Exercise materials below:

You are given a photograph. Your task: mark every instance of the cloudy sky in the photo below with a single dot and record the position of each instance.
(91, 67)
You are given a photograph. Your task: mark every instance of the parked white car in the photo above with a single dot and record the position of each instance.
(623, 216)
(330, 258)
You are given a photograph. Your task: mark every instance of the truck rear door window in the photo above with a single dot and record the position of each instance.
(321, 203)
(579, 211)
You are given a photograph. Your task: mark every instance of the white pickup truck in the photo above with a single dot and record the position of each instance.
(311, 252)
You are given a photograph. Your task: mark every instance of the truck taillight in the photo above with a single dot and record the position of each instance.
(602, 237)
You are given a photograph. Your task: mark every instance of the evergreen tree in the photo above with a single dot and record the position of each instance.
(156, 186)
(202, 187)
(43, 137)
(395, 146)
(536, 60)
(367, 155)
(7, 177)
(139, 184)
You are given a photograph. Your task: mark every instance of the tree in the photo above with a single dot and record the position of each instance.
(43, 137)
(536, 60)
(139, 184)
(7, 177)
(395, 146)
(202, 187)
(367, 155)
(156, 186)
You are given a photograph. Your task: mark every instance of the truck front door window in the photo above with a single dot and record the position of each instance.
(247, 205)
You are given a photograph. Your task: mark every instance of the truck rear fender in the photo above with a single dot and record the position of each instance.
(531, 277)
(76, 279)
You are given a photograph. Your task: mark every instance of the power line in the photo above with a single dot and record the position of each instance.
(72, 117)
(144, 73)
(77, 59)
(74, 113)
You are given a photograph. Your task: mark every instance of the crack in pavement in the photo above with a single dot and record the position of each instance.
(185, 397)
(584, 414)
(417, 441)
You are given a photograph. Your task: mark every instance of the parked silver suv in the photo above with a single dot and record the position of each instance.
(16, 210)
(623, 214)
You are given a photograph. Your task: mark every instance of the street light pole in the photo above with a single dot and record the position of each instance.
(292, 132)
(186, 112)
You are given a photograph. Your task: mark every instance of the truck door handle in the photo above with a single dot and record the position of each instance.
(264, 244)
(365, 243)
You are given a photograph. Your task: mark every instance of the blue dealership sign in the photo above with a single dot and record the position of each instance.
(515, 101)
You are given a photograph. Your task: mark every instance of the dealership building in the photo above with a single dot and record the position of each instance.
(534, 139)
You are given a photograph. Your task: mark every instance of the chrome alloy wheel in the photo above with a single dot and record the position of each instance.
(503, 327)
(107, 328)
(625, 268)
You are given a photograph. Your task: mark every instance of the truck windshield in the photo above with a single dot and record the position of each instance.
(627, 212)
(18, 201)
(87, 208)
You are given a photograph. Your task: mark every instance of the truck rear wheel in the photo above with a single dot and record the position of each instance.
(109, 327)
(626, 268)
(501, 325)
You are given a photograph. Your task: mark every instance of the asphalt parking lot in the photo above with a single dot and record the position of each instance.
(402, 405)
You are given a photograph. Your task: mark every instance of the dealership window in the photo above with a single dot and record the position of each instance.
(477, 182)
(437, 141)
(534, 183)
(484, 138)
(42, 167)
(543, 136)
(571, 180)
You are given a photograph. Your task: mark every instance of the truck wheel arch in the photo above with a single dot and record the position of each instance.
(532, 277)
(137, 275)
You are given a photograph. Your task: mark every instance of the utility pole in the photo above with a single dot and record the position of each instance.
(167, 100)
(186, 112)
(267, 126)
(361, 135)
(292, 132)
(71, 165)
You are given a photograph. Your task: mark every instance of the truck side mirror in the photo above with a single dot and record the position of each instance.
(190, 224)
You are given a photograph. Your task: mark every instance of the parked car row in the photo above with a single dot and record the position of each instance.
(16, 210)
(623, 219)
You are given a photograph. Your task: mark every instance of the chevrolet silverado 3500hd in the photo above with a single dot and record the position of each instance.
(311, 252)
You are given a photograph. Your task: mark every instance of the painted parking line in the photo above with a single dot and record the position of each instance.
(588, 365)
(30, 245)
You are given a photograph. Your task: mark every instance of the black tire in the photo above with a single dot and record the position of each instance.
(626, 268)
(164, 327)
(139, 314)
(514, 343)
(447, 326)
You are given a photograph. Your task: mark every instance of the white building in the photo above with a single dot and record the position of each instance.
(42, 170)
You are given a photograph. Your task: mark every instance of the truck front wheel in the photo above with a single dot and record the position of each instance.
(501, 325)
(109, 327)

End of Exercise materials.

### Activity
Above are the records; copy all of them exactly.

### Answer space
You are given a photograph. Your task: mark every instance of the cloudy sky in the photo below with a single dot and record the position of each instance.
(91, 67)
You are given a photograph. Your task: mark every instance of the parked white car in the photo above with a single dot and record the position of each instance.
(623, 216)
(330, 258)
You are given a photograph. Your task: mark every instance of the truck rear door window in the photo above with a single dot and record the position of each instance.
(321, 203)
(579, 211)
You are given a photograph. Your task: mark every instance of the white pickup truck in the photo above with a single dot and record the position of each instance.
(311, 252)
You are given a photograph. Your task: mark every instance of the truck taillight in the photo above with a single dot and record the position of each instance.
(602, 237)
You are given a photograph. Your task: mark every instance of the evergreen tree in the photo above with a single dot and record the position of each instance.
(156, 186)
(202, 187)
(43, 137)
(395, 146)
(536, 60)
(367, 155)
(7, 177)
(139, 184)
You are given a photograph. Your task: mark every instance of the tree in the photo above with a single dot and record the position of each instance.
(43, 137)
(536, 60)
(139, 184)
(7, 177)
(395, 146)
(202, 187)
(367, 155)
(156, 186)
You are given a photograph. Your task: mark every instance of the truck front door window in the photo above with a single dot and record the position of each instance.
(247, 205)
You are given a photograph. Your task: mark every instance of the truck rear fender in the photo above with a single dot and record the position of each instance.
(531, 277)
(76, 279)
You are given a photograph. Your task: mark every instance of the power line in the photo above with a single dot and record the position of each instance.
(72, 117)
(144, 73)
(77, 59)
(74, 113)
You are given a photograph. Your task: mark every instance of the crack in pavement in the photo above with a single dot and record the position of each instance.
(185, 397)
(584, 414)
(417, 441)
You are given a photograph. Your task: mark every instance of the parked silver suv in the photo above with a single dot and record the position of each instance.
(16, 210)
(623, 214)
You are given a photograph. Your task: mark every instance of the street light pole in the photo above with a single dot and record the position of each instance.
(292, 132)
(186, 112)
You are given a photograph. Your task: mark every instance of the truck door handle in the photo above with a single dot and record the position of each instance.
(264, 244)
(365, 243)
You are given a photograph. Your task: mark every instance of the blue dealership sign in the photo above with a single dot and record the position of each instance.
(515, 101)
You are given a photograph. Your task: mark every instance of the dealership building in the photo above with a single dot and record the position of each instance.
(534, 139)
You are given a photograph. Your task: mark every instance of the chrome alloy wheel in the photo above with a single dot and record the position of each instance.
(503, 327)
(107, 328)
(625, 268)
You are given a photograph. Your task: mark every instance of the truck windshield in the photo above with a single dot and record the position of each instance.
(627, 212)
(18, 201)
(87, 208)
You are given a photograph. Your task: mark every instance of the truck rear wheel in the photo above with a single dot and record the position of each instance.
(109, 327)
(626, 268)
(501, 325)
You are given a photograph. Your task: mark every instance of the asphalt parking lot in the photo above with a single dot and record the position of each instance.
(402, 405)
You are given a photograph. Your task: mark every instance of the dealership window in the photo above with a single dot and record the position of each instance.
(477, 182)
(437, 141)
(534, 183)
(484, 138)
(42, 167)
(543, 136)
(571, 180)
You are given a photograph. Your task: mark every instance of the truck wheel arch in the photo above with a single dot and record the position of each instance.
(532, 277)
(137, 275)
You are given a photograph. Your task: mark every instance of the utility pole in the photo above with a single dot and record the position of each instance.
(167, 100)
(186, 112)
(267, 126)
(361, 135)
(292, 132)
(71, 165)
You are given a photograph. Your task: mark every instance of the truck side mirror in the photo above with a single dot and record the position of each instance.
(190, 224)
You are given a photograph. Your task: mark every instance of the parked car row in the photo above with a single dot and record the position of each instance.
(16, 210)
(623, 219)
You are given a photograph. Your task: mark every instance of the chevrolet silverado 3500hd in the photo above with a single dot and record the position of each instance.
(311, 252)
You are given a photograph. Your task: mark every instance of the painted parking line in the photo above with a single dot and record the position of each instance.
(588, 365)
(30, 245)
You are given a photograph. Your task: mark every instance of the black tire in the photo above with a single dot and record the position of each instance.
(626, 268)
(164, 327)
(139, 314)
(514, 343)
(447, 326)
You are given a photograph. Your task: mark every instance of the white building in the photo above with a single dot and record the position of each instance.
(42, 170)
You are given a photograph. Your task: mark every instance of the truck front wheel in the photo above with a single dot and record the position of each instance.
(501, 325)
(109, 327)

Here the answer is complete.